WHAT IS NEEDED: Read each of the lines below and tally those with "this"; the tally is the whole answer.

TASK INPUTS:
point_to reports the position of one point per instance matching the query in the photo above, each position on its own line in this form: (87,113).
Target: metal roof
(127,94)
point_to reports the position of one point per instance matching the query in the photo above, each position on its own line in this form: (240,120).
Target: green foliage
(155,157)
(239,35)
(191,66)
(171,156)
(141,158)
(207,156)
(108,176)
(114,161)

FINISHED EXERCISE: 2